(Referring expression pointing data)

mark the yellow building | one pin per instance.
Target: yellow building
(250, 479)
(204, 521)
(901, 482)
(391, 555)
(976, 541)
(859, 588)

Work order: All of the records above are to be repeated exactly.

Result of this exercise:
mark the yellow building | one pin per instance.
Target: yellow building
(250, 479)
(204, 521)
(901, 482)
(391, 555)
(976, 541)
(859, 588)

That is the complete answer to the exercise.